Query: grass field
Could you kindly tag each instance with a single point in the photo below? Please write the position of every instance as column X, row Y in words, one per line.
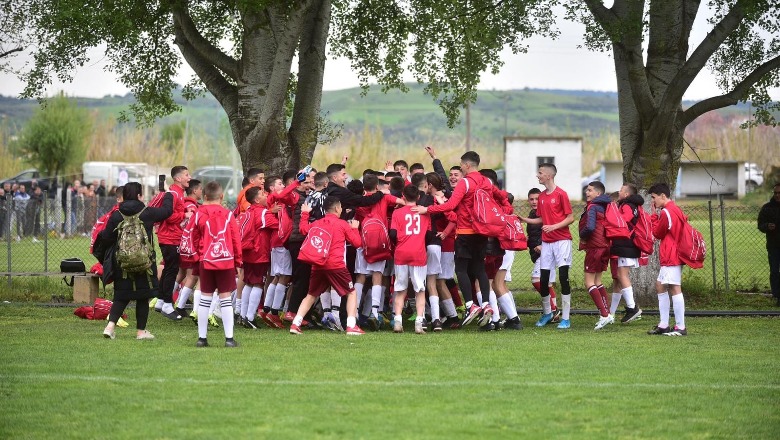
column 59, row 377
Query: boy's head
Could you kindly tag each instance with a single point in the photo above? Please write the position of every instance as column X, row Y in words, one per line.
column 213, row 192
column 411, row 193
column 661, row 194
column 533, row 197
column 593, row 190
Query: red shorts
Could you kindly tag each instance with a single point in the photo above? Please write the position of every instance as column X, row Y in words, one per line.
column 254, row 273
column 492, row 264
column 596, row 260
column 339, row 279
column 219, row 281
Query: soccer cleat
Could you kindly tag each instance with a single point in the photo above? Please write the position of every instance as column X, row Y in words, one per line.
column 677, row 332
column 231, row 343
column 659, row 330
column 472, row 313
column 544, row 320
column 631, row 315
column 145, row 336
column 355, row 331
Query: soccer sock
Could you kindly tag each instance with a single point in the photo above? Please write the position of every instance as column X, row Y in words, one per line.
column 679, row 311
column 663, row 309
column 493, row 301
column 226, row 307
column 615, row 303
column 595, row 295
column 628, row 295
column 253, row 301
column 434, row 307
column 507, row 305
column 204, row 306
column 246, row 297
column 566, row 303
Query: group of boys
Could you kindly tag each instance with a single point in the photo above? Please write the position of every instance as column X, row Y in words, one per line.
column 307, row 237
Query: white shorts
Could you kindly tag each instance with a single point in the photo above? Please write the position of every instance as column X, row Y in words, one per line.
column 403, row 273
column 509, row 259
column 434, row 259
column 447, row 266
column 281, row 263
column 537, row 271
column 363, row 267
column 628, row 262
column 555, row 254
column 671, row 275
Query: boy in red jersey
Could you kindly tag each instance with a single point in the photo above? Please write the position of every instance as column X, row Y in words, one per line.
column 407, row 230
column 555, row 216
column 668, row 227
column 218, row 240
column 333, row 273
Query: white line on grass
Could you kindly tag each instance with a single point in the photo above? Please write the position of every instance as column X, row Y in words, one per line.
column 385, row 383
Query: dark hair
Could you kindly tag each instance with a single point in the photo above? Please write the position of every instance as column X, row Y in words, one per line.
column 411, row 193
column 178, row 169
column 598, row 186
column 194, row 184
column 370, row 182
column 131, row 191
column 660, row 188
column 470, row 156
column 434, row 179
column 212, row 191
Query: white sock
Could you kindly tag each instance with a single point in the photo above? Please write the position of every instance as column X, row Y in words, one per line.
column 678, row 303
column 434, row 307
column 494, row 305
column 615, row 303
column 507, row 305
column 628, row 295
column 252, row 301
column 663, row 309
column 246, row 293
column 566, row 303
column 204, row 305
column 226, row 306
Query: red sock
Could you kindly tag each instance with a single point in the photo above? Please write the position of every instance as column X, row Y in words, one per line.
column 595, row 295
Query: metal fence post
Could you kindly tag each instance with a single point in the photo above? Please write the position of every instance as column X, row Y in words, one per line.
column 712, row 240
column 725, row 247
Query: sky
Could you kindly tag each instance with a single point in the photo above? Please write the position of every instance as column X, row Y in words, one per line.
column 549, row 64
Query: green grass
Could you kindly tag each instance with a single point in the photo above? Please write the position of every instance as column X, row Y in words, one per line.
column 63, row 379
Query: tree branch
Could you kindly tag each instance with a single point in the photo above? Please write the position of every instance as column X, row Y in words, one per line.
column 208, row 51
column 738, row 93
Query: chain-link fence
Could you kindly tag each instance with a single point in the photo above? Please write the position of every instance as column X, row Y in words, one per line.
column 38, row 233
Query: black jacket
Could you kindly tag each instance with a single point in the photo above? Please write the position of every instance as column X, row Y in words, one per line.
column 141, row 285
column 770, row 213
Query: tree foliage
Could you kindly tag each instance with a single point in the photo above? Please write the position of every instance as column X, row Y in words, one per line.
column 54, row 140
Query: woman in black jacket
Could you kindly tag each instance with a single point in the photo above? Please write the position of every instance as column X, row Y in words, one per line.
column 138, row 287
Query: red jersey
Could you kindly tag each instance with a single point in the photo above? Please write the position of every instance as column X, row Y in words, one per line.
column 554, row 208
column 341, row 233
column 667, row 227
column 410, row 230
column 169, row 230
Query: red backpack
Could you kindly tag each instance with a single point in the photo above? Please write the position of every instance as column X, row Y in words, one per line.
column 218, row 254
column 376, row 240
column 514, row 238
column 489, row 217
column 316, row 247
column 615, row 226
column 691, row 248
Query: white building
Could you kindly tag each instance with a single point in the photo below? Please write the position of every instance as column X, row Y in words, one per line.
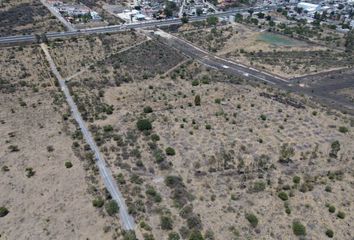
column 308, row 7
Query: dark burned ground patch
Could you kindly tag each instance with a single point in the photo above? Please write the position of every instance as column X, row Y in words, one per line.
column 26, row 18
column 324, row 59
column 334, row 88
column 146, row 60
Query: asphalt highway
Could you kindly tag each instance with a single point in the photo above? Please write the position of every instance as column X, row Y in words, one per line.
column 219, row 63
column 124, row 27
column 109, row 182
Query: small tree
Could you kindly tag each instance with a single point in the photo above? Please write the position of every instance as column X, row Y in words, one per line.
column 329, row 233
column 30, row 172
column 335, row 148
column 68, row 164
column 148, row 109
column 283, row 196
column 299, row 229
column 252, row 219
column 197, row 100
column 144, row 124
column 212, row 20
column 98, row 202
column 173, row 236
column 184, row 20
column 112, row 207
column 3, row 211
column 170, row 151
column 286, row 153
column 44, row 38
column 166, row 223
column 196, row 235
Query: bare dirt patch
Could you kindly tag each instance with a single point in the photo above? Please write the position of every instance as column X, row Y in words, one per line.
column 270, row 52
column 26, row 17
column 48, row 180
column 214, row 165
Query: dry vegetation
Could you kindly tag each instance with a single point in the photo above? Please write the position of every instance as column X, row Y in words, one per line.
column 78, row 54
column 197, row 151
column 26, row 17
column 274, row 53
column 47, row 173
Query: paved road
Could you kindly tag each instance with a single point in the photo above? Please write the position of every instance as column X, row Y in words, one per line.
column 58, row 16
column 127, row 220
column 219, row 63
column 125, row 27
column 319, row 92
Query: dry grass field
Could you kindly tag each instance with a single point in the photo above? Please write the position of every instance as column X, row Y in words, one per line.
column 47, row 179
column 271, row 52
column 78, row 54
column 199, row 152
column 26, row 17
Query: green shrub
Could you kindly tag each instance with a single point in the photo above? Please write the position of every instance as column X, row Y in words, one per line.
column 3, row 211
column 30, row 172
column 299, row 229
column 144, row 124
column 173, row 181
column 155, row 137
column 196, row 235
column 145, row 226
column 195, row 82
column 166, row 223
column 263, row 117
column 98, row 202
column 170, row 151
column 13, row 148
column 173, row 236
column 252, row 219
column 148, row 236
column 108, row 128
column 197, row 100
column 148, row 109
column 120, row 178
column 283, row 196
column 68, row 164
column 296, row 179
column 153, row 194
column 341, row 215
column 329, row 233
column 259, row 186
column 343, row 129
column 129, row 235
column 159, row 156
column 5, row 168
column 112, row 207
column 331, row 209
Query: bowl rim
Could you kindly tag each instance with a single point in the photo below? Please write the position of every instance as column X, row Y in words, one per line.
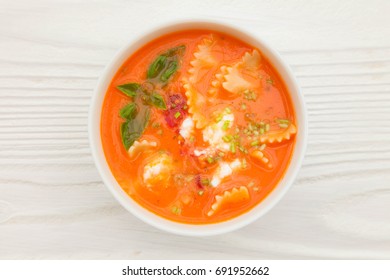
column 284, row 184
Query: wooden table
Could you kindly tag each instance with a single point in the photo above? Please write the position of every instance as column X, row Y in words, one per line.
column 53, row 203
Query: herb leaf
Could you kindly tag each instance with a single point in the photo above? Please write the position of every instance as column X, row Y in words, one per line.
column 157, row 66
column 171, row 69
column 174, row 51
column 129, row 89
column 129, row 111
column 132, row 130
column 158, row 101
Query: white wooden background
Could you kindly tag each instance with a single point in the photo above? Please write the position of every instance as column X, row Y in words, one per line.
column 53, row 203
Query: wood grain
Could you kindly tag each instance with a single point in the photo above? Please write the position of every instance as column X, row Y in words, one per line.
column 52, row 201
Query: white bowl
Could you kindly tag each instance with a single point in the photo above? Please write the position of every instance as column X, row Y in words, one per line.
column 188, row 229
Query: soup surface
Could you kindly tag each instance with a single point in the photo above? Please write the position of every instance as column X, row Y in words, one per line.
column 198, row 127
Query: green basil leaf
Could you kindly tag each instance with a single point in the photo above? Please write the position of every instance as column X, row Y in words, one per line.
column 157, row 66
column 132, row 130
column 174, row 51
column 171, row 69
column 158, row 101
column 129, row 111
column 129, row 89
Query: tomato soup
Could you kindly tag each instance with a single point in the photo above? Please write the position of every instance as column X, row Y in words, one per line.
column 198, row 127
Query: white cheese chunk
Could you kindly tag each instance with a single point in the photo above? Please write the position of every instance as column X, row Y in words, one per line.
column 224, row 170
column 214, row 133
column 187, row 128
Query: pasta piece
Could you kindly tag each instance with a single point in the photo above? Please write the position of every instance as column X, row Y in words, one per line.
column 139, row 147
column 260, row 157
column 215, row 132
column 279, row 135
column 235, row 81
column 229, row 197
column 203, row 58
column 195, row 102
column 158, row 171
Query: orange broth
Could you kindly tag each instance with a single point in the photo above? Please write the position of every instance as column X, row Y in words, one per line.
column 181, row 197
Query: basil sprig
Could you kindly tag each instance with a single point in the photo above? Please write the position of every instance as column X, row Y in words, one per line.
column 137, row 113
column 165, row 65
column 129, row 89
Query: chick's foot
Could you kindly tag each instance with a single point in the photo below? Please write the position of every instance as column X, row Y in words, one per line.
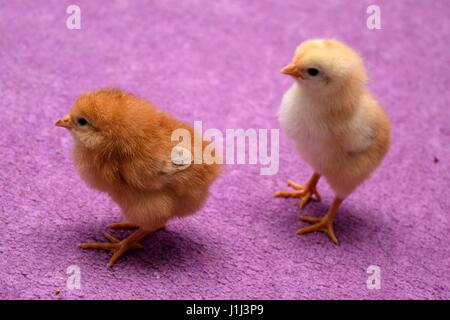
column 305, row 193
column 324, row 224
column 118, row 247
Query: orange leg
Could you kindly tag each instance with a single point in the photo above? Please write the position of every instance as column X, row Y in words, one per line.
column 305, row 193
column 119, row 247
column 324, row 224
column 123, row 225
· · ·
* **Exercise goal**:
Copy, exactly and exclusively, the lines beginning with the one that contains "Query: orange broth" and ending with the last line of the listing; pictures are to be omitted.

* **Output below**:
Query: orange broth
Could you kindly tag each instance with a single point in the photo above? Please write the position of every instance as column X, row Y in words, one per line.
column 181, row 197
Query: basil sprig
Could you kindly tag each instance with a single point in the photo above? Please write the position of every instance as column X, row Y in words, one per line.
column 137, row 113
column 165, row 65
column 129, row 89
Query: chick's foot
Could you kindly tag each instance with a single point in the photo below? Please write the position of every instance as column X, row Y in words, one per line.
column 305, row 193
column 324, row 224
column 118, row 247
Query: orange leg
Could you kindly tag each instance with a single point in the photo above? Please write the position of every instance as column X, row Y in words, one per line.
column 305, row 193
column 119, row 247
column 324, row 224
column 123, row 225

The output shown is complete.